**THE REQUEST:** Produce an exact copy of the lines from the line containing "The component shall locate the orange leaves" through the last line of the entries below, and only those lines.

= = = =

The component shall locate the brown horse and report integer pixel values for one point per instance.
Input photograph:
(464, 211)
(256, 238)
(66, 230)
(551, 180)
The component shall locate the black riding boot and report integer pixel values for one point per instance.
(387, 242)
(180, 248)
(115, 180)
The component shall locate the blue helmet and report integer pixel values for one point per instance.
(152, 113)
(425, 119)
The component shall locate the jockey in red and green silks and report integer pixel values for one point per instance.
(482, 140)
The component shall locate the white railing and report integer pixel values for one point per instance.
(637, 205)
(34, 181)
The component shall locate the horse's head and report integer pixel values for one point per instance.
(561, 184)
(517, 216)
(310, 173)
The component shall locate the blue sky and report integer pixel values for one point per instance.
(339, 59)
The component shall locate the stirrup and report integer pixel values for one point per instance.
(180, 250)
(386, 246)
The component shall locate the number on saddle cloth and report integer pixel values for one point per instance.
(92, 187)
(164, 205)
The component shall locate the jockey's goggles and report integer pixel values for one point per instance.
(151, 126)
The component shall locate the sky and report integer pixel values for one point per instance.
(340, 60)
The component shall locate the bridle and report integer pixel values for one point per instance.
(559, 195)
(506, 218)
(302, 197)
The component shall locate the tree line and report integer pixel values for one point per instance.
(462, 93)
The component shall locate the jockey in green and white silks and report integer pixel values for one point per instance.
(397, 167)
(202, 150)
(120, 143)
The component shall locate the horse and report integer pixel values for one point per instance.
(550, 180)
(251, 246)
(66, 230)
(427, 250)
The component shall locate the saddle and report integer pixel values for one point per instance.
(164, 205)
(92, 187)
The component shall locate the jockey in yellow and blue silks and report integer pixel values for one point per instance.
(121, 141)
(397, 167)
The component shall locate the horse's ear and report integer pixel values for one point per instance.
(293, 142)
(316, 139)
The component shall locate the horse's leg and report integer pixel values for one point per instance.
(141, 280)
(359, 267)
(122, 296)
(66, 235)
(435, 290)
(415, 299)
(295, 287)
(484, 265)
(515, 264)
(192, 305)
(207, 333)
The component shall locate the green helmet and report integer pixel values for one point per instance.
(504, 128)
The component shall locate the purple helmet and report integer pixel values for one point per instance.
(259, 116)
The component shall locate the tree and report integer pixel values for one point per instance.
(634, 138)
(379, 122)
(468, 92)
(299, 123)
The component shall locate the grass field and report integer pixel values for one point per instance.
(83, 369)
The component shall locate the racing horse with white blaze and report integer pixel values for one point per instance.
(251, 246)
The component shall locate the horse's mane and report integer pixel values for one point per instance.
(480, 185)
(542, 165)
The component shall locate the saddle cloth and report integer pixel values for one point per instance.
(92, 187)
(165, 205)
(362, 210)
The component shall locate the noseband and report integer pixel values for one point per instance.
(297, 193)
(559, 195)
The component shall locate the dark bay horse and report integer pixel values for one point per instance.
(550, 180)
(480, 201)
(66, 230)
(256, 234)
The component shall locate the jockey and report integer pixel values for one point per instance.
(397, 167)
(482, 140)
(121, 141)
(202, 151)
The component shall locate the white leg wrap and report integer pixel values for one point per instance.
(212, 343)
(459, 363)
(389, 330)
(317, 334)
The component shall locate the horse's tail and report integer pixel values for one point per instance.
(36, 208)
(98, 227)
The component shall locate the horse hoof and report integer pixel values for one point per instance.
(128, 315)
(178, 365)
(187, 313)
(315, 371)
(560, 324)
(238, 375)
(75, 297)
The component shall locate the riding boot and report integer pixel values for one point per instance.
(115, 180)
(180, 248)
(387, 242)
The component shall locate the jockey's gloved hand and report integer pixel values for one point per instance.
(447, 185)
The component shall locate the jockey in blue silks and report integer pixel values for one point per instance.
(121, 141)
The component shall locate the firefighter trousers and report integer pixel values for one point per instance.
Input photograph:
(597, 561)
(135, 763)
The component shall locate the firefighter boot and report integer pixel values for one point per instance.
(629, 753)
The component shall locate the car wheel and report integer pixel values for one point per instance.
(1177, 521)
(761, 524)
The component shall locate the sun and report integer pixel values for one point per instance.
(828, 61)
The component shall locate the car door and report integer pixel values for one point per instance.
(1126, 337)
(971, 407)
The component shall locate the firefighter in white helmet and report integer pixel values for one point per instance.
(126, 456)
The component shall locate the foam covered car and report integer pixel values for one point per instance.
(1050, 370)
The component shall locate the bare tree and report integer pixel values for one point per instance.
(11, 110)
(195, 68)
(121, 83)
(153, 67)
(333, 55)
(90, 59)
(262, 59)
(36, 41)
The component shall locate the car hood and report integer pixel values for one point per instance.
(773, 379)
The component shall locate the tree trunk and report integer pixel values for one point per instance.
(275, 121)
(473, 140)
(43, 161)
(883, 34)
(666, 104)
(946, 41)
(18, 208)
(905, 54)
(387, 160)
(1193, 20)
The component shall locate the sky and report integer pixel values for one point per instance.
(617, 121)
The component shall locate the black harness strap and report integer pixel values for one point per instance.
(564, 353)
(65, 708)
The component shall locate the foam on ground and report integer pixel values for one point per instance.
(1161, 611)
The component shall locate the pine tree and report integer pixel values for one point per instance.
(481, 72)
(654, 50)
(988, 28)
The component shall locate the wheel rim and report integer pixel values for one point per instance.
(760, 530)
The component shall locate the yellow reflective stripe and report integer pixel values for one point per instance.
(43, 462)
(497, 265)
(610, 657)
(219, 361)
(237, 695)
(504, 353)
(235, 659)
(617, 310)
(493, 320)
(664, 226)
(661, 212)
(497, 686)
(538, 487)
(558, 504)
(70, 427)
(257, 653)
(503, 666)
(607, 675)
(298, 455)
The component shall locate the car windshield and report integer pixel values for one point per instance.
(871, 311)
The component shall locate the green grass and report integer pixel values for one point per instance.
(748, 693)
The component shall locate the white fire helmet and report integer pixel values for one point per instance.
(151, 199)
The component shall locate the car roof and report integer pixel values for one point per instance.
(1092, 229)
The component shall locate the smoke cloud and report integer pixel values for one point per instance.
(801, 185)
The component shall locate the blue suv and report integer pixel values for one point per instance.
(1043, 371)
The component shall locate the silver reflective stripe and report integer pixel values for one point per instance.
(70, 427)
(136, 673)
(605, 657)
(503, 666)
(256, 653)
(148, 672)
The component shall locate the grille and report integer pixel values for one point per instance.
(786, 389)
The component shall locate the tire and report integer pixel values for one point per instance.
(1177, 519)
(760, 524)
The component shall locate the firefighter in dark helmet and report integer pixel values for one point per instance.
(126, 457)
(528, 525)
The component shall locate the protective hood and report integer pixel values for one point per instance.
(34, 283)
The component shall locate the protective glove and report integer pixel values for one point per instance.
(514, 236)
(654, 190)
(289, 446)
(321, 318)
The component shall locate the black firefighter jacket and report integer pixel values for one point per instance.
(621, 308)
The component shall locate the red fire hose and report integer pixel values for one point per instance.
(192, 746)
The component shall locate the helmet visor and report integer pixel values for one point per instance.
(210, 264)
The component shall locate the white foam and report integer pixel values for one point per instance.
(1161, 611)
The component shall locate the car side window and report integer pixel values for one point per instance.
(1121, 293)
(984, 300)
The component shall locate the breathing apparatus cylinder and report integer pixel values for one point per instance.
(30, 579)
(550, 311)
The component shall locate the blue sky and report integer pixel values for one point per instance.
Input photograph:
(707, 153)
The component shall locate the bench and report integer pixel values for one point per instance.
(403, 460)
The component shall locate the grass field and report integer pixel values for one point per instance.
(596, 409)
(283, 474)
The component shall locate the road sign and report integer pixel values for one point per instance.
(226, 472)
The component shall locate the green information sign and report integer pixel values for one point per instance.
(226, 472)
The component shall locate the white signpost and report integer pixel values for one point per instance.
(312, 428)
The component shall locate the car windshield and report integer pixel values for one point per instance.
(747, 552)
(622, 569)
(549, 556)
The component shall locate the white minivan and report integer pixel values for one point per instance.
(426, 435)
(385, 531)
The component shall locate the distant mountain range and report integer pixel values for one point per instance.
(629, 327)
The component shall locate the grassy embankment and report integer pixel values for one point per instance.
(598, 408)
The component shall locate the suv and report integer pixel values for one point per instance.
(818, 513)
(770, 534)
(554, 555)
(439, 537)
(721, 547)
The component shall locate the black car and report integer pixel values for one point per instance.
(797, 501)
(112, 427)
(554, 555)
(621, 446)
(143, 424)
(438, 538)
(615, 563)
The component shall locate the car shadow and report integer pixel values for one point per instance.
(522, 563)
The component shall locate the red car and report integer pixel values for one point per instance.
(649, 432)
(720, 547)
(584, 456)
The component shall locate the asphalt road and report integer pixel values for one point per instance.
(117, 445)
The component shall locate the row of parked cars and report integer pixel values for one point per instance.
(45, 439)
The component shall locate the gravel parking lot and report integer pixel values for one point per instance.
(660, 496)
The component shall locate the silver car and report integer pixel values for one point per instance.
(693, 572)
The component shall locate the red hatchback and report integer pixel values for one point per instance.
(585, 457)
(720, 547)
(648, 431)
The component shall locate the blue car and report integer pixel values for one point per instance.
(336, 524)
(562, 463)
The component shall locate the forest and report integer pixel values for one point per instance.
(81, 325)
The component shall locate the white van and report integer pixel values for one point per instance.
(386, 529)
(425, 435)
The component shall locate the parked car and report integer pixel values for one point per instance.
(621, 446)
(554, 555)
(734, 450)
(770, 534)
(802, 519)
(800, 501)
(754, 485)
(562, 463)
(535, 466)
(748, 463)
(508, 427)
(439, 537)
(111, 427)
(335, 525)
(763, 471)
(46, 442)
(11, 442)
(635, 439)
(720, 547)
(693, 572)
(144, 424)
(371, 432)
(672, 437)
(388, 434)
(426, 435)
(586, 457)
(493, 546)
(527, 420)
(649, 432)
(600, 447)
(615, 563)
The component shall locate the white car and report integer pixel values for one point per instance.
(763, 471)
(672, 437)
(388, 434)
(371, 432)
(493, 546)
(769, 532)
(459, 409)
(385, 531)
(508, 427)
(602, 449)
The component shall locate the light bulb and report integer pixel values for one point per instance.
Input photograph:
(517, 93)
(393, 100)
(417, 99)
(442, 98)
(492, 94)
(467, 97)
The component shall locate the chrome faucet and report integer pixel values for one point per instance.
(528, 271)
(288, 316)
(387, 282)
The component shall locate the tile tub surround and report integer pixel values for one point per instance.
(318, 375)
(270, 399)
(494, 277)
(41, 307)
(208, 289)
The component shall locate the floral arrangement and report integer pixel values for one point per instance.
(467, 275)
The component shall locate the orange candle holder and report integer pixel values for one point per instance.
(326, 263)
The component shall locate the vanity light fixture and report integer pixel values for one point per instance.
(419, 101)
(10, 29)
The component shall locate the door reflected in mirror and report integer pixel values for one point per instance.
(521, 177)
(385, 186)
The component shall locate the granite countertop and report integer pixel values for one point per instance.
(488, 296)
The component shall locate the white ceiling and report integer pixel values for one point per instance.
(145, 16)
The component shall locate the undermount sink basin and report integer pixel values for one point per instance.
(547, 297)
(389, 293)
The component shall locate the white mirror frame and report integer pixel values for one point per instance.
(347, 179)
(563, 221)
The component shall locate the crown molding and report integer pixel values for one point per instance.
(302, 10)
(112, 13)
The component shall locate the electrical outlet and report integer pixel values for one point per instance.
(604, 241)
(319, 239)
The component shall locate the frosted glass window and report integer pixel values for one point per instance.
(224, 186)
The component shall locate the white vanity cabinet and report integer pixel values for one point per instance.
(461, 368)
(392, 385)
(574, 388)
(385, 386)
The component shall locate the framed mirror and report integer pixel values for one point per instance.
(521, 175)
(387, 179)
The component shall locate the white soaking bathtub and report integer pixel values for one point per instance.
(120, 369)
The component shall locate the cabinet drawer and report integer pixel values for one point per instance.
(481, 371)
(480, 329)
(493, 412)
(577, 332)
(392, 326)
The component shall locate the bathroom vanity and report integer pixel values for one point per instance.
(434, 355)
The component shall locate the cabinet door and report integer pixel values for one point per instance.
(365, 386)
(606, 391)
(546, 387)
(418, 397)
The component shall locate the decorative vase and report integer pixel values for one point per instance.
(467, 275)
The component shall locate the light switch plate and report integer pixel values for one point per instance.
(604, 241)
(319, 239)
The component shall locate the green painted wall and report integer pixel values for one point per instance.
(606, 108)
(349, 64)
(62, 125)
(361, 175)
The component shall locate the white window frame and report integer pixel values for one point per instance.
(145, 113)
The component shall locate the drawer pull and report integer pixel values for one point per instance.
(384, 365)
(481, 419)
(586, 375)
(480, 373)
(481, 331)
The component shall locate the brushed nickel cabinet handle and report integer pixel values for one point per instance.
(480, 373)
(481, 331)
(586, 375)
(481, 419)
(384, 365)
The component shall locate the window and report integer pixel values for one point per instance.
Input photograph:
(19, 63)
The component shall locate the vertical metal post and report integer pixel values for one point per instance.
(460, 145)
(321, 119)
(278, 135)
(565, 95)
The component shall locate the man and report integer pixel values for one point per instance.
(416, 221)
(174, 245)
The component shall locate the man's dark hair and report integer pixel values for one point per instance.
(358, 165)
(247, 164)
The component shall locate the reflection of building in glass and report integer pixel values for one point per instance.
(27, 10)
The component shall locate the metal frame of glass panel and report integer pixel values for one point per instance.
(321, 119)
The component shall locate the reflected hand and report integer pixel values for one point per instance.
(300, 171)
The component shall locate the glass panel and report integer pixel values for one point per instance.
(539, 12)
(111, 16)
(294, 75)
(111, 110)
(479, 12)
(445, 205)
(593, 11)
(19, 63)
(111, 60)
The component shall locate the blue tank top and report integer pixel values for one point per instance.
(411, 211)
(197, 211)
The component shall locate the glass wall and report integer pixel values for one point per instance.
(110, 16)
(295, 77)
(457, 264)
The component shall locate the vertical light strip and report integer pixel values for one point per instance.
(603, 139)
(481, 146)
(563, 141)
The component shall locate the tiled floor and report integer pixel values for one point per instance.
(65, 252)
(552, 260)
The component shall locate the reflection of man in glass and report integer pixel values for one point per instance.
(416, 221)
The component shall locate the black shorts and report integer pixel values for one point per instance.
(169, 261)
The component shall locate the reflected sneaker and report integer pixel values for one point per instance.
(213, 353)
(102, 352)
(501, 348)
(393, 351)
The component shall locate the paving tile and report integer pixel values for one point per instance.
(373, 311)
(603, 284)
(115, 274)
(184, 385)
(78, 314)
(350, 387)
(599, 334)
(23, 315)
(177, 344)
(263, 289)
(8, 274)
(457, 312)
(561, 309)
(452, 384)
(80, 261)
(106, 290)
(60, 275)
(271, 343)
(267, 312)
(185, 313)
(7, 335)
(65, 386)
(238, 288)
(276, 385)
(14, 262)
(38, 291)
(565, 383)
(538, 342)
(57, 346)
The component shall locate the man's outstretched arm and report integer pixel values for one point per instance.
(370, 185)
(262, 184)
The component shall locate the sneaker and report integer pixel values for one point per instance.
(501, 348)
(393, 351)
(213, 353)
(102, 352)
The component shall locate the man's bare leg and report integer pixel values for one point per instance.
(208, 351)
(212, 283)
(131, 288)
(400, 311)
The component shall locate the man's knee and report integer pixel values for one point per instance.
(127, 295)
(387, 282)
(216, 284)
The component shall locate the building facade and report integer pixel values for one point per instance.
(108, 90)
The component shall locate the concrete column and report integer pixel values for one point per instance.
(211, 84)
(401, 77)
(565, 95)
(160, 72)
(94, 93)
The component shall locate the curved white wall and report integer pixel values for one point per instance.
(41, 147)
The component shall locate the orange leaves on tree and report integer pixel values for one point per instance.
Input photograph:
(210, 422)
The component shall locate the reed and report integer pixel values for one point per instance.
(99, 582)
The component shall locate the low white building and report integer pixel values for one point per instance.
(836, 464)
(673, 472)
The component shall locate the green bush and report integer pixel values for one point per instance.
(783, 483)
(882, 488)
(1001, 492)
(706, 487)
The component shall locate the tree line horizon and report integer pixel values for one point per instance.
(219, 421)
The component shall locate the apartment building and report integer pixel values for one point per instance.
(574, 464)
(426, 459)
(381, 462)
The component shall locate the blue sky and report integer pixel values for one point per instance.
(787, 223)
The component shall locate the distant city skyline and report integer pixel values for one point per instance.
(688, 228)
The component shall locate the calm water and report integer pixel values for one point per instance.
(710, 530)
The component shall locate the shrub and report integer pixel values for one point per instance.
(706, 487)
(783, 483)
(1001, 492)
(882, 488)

= = = =

**OUTPUT FOR THIS EXERCISE:**
The component shall locate the orange leaves on tree and report integer pixel values for one point per instance.
Input photograph:
(210, 422)
The component shall locate the reed and report integer pixel values for one point per instance.
(99, 582)
The component shall locate the low white building and report integer pixel values for one point per instance.
(836, 464)
(673, 472)
The component shall locate the green bush and report integer pixel values for one point per instance.
(783, 483)
(882, 488)
(1001, 492)
(706, 487)
The component shall locate the tree line horizon and report integer pixel values for one point per instance.
(219, 421)
The component shall locate the apartment building and report integer pixel values for one point per instance.
(574, 464)
(426, 459)
(381, 462)
The component shall locate the blue sky and report integer pixel values for one point per instance.
(787, 223)
The component shall locate the distant city skyline and report integer pixel values for one point per instance.
(688, 228)
The component shall locate the calm water and report integer pixel values for one point per instance.
(710, 530)
The component shall locate the shrub and report integer pixel values for one point per instance.
(706, 487)
(783, 483)
(1001, 492)
(882, 488)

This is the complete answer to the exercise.